→ **EXERCISE TASK**:
Copy the following items line for line, with no changes.

======== MATERIAL FOR THIS EXERCISE ========

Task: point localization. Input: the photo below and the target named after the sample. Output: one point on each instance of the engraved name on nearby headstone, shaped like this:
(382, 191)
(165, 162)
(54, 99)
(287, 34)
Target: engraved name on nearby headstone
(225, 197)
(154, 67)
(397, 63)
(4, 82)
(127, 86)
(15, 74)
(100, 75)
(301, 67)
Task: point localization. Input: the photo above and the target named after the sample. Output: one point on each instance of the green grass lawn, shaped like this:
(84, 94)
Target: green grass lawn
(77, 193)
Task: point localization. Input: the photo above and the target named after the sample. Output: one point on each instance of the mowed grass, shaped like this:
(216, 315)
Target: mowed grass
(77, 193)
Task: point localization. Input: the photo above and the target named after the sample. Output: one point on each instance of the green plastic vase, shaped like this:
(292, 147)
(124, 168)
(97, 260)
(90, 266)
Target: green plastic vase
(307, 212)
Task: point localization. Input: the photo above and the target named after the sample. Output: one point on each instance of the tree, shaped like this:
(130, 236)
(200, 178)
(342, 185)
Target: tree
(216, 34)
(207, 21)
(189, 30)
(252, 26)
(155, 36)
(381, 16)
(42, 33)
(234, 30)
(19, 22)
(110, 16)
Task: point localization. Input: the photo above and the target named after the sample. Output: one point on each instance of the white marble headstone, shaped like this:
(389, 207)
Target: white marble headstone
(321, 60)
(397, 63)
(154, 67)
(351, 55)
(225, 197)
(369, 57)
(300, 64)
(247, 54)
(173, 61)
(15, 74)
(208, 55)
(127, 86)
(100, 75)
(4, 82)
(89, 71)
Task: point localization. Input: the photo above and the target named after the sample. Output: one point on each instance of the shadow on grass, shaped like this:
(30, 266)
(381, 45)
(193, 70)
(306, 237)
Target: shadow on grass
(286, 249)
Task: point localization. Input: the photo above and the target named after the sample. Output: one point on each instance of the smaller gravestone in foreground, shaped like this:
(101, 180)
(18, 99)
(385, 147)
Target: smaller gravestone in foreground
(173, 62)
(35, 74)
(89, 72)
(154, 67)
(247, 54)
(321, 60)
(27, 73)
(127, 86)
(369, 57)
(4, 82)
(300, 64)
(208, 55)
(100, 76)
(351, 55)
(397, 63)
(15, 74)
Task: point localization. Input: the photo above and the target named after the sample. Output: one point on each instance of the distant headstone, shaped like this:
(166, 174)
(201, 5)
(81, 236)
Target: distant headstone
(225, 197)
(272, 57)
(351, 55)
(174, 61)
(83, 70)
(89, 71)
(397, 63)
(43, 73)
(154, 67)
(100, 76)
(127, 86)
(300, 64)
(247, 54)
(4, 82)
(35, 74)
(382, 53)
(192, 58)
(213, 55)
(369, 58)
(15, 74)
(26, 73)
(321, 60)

========

→ **TASK RESPONSE**:
Task: point localization. Input: the photo below and the target named after the sample. Output: one point on each instance of the engraved name on nearby headstone, shaped like this:
(382, 191)
(165, 162)
(54, 99)
(287, 34)
Target: engraved name on nearby headstone
(225, 197)
(154, 67)
(397, 63)
(4, 82)
(127, 86)
(15, 74)
(100, 75)
(301, 67)
Task: point localization. Input: the photo above and the target named after the sample. Output: one point on each instance of the green grass lawn, shaped like this:
(84, 94)
Target: green grass lawn
(77, 193)
Task: point localization. Input: the photo above and the target named after the sample. Output: one point on each instance of the mowed grass, shaped like this:
(216, 315)
Target: mowed grass
(77, 193)
Task: point localization. Input: the photo above and the target named after the sample. Output: one point on each instance of the green plastic vase, shaped like this:
(292, 147)
(124, 168)
(97, 260)
(90, 266)
Target: green plastic vase
(307, 212)
Task: point localization. Input: the photo above and the target named after the sample. Output: one point on each instance of the tree, shaped like this:
(130, 236)
(200, 178)
(342, 185)
Target: tree
(216, 34)
(207, 21)
(189, 30)
(252, 26)
(155, 36)
(381, 16)
(42, 33)
(234, 30)
(19, 22)
(110, 16)
Task: point localization. Input: the photo above and the target named after the sample. Output: one point on each instance of the white marble headstone, shaped like this:
(389, 207)
Target: white marble headstone
(321, 60)
(397, 63)
(154, 67)
(351, 55)
(225, 197)
(369, 57)
(300, 64)
(247, 54)
(173, 61)
(15, 74)
(208, 55)
(127, 86)
(100, 75)
(4, 82)
(89, 71)
Task: point localization. Input: the photo above and the target named after the sample. Output: one point on each instance of the shadow on grass, shaped like this:
(30, 266)
(381, 45)
(193, 70)
(306, 237)
Target: shadow on grass
(286, 249)
Task: point localization. Input: the photo above and the target named after the sample. Output: one point on each instance of the smaller gravestone in foreground, shaped like this:
(101, 180)
(18, 99)
(385, 147)
Target: smaller gravestone in foreground
(173, 62)
(35, 74)
(89, 72)
(154, 67)
(247, 54)
(321, 60)
(27, 73)
(127, 86)
(369, 57)
(4, 82)
(300, 64)
(208, 55)
(100, 76)
(351, 55)
(397, 63)
(15, 74)
Task: point localization. Input: the photo above and the target named after the sample. Output: one point on each instance of the distant headstone, shaped like this:
(166, 174)
(201, 5)
(81, 236)
Target: distant headstone
(225, 197)
(272, 57)
(351, 55)
(174, 61)
(83, 70)
(89, 71)
(397, 63)
(43, 73)
(154, 67)
(100, 76)
(127, 86)
(300, 64)
(247, 54)
(4, 82)
(35, 74)
(382, 53)
(192, 58)
(213, 55)
(369, 58)
(15, 74)
(26, 73)
(321, 60)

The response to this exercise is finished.